(Beginning of MATERIAL PROVIDED)
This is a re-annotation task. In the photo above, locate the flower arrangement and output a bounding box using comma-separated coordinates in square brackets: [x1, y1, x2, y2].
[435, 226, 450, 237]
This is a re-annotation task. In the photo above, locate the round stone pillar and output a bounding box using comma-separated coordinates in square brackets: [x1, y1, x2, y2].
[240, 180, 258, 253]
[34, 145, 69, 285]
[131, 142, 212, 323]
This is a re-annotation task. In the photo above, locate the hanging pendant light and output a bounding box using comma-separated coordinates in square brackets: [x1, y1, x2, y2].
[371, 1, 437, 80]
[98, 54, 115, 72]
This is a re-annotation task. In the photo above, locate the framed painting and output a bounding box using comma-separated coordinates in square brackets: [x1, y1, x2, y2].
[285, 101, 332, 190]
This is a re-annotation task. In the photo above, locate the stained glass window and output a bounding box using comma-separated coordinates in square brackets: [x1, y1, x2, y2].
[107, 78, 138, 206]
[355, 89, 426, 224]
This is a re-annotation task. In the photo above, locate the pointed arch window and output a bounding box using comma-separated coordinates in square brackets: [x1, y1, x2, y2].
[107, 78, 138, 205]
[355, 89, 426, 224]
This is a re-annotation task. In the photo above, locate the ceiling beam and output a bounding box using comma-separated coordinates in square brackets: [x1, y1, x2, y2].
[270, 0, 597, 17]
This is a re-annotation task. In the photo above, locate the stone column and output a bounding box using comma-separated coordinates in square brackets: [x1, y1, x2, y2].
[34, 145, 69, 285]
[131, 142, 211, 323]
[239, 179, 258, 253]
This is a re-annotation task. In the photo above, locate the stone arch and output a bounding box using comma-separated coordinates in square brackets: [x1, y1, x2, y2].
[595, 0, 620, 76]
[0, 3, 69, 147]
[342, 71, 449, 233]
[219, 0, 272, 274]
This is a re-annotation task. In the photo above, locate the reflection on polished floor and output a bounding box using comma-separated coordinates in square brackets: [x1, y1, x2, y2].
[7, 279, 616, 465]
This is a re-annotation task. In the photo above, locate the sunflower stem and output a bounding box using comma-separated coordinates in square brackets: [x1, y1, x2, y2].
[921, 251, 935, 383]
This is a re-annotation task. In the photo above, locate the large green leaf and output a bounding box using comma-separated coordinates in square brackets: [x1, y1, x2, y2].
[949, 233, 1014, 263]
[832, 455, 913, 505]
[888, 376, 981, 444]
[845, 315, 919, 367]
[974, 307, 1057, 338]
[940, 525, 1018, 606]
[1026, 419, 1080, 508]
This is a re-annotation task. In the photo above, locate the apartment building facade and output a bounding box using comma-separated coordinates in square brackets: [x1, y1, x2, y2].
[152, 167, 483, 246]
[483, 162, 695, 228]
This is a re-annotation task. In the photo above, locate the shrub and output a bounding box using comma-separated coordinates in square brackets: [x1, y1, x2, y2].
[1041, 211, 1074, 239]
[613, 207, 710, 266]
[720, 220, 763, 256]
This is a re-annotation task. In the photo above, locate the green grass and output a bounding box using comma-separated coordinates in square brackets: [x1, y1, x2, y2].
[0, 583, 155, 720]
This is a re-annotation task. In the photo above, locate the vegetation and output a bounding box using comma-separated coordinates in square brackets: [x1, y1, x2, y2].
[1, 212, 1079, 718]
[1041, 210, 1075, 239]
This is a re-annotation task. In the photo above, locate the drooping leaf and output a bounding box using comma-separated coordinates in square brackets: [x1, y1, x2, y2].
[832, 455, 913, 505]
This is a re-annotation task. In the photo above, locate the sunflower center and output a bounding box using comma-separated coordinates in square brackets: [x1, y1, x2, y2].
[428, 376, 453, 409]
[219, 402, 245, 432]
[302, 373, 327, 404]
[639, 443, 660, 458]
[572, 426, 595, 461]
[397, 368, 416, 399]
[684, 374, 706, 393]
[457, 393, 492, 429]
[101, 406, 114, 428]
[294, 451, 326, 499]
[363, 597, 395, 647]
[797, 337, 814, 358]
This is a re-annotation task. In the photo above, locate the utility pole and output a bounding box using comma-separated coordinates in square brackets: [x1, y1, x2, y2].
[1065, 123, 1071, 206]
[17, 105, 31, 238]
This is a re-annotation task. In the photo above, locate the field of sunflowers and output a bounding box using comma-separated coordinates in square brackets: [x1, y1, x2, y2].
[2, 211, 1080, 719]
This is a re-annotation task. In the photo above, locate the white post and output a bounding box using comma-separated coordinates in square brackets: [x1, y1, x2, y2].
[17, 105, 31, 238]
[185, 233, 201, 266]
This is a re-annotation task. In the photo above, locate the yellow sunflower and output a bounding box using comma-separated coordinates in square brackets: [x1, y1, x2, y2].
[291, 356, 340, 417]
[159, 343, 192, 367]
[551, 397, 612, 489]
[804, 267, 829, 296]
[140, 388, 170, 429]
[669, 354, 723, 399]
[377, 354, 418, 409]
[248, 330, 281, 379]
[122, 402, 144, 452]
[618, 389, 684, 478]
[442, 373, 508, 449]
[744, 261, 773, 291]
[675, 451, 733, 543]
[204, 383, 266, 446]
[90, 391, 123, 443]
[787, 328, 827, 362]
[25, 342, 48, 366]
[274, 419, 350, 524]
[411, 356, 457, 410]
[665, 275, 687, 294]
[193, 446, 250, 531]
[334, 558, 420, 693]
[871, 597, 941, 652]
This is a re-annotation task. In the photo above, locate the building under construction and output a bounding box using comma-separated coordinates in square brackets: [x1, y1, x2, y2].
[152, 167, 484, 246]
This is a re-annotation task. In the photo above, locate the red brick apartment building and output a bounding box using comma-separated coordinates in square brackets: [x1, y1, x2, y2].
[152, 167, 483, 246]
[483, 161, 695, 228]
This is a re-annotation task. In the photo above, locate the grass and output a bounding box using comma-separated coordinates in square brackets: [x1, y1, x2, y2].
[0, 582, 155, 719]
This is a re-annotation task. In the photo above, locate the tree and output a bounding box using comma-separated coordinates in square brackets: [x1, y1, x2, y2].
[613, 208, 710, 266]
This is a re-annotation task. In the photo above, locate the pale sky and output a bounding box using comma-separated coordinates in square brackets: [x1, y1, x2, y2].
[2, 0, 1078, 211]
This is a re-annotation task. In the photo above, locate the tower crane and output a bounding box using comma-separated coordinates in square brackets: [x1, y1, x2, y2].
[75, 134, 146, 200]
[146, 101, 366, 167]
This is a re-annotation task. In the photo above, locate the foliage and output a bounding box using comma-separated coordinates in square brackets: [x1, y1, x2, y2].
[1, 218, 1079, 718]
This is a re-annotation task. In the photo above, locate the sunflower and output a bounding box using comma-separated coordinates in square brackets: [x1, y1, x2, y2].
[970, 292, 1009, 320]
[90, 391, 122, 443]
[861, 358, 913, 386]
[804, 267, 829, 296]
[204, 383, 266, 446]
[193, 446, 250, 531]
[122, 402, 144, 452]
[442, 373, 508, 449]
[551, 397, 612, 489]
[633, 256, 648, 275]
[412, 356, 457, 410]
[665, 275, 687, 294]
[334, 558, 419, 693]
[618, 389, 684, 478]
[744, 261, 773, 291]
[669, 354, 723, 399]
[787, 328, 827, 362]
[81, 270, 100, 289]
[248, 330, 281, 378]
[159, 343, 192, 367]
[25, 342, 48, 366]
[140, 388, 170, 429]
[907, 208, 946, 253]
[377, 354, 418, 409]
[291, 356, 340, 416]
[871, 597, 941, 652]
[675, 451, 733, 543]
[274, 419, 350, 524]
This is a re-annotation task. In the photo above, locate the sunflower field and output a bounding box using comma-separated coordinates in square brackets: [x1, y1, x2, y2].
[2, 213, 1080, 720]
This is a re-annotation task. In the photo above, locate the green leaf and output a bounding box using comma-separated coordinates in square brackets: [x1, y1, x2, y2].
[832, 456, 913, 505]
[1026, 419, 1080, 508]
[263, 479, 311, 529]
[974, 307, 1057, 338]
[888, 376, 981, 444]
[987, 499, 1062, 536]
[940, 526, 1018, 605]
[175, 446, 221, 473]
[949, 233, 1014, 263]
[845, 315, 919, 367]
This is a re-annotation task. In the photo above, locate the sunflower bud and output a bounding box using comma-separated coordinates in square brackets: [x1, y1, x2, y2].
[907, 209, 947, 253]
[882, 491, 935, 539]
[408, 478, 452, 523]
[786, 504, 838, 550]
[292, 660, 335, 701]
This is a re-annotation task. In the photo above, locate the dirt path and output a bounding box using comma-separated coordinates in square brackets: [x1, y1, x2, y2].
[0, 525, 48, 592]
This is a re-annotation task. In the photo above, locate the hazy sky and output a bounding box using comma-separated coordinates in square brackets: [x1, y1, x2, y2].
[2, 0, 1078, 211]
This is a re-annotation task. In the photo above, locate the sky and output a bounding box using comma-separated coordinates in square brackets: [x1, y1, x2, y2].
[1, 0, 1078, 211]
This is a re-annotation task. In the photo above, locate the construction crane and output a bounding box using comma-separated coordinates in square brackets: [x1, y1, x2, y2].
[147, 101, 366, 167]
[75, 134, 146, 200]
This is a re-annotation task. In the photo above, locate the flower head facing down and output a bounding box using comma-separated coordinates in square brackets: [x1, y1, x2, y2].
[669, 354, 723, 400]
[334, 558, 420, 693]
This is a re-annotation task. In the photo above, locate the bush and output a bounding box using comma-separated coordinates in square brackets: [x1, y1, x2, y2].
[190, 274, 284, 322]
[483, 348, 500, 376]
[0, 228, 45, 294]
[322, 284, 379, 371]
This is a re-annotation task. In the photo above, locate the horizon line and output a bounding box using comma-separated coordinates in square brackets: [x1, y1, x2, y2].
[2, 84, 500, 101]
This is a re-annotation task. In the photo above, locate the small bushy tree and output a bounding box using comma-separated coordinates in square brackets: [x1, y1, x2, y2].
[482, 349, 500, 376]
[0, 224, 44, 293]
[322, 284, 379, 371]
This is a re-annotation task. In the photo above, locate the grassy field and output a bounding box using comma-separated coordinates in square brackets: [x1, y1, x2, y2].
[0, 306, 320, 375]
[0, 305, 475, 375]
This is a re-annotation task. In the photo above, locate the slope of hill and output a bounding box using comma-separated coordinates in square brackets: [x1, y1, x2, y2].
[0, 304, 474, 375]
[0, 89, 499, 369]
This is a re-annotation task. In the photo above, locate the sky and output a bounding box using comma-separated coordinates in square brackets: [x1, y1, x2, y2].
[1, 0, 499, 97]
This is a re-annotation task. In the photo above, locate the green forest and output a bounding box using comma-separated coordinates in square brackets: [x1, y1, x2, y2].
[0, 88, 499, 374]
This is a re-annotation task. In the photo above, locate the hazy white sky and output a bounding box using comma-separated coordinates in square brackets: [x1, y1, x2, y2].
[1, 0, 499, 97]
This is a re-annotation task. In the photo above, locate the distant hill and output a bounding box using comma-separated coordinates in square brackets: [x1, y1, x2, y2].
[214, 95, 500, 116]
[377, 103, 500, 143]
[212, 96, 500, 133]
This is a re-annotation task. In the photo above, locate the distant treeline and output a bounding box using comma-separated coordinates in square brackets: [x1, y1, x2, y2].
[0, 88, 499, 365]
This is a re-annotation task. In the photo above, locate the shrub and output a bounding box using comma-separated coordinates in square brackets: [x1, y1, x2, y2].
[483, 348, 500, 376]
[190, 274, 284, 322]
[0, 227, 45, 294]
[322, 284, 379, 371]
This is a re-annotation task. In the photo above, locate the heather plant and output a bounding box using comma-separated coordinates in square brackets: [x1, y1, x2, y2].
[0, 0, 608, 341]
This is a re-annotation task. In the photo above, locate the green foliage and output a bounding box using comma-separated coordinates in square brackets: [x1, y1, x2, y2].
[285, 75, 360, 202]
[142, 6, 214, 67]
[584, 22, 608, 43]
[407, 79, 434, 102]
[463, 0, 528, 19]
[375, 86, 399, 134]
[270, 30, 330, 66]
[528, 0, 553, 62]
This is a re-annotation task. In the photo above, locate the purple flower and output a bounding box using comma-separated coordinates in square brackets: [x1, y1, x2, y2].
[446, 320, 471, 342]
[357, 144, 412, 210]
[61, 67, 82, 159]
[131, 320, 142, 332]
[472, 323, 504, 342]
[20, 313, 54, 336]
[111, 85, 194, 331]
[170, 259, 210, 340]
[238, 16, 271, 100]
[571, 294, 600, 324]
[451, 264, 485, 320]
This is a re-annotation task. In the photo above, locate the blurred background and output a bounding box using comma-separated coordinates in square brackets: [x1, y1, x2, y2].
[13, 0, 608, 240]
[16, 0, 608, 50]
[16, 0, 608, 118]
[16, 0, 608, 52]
(End of MATERIAL PROVIDED)
- WORK TO BE COMPLETED -
The answer must be the line containing "locate the blurred" and every line after it to the end of the data, each set down exactly.

- RESPONSE AREA -
This is a re-annotation task. In the photo above, locate the blurred background and output a bounding box using comma-separated coordinates in square brackets: [x1, y1, x2, y2].
[13, 0, 608, 240]
[16, 0, 608, 50]
[16, 0, 608, 118]
[16, 0, 608, 52]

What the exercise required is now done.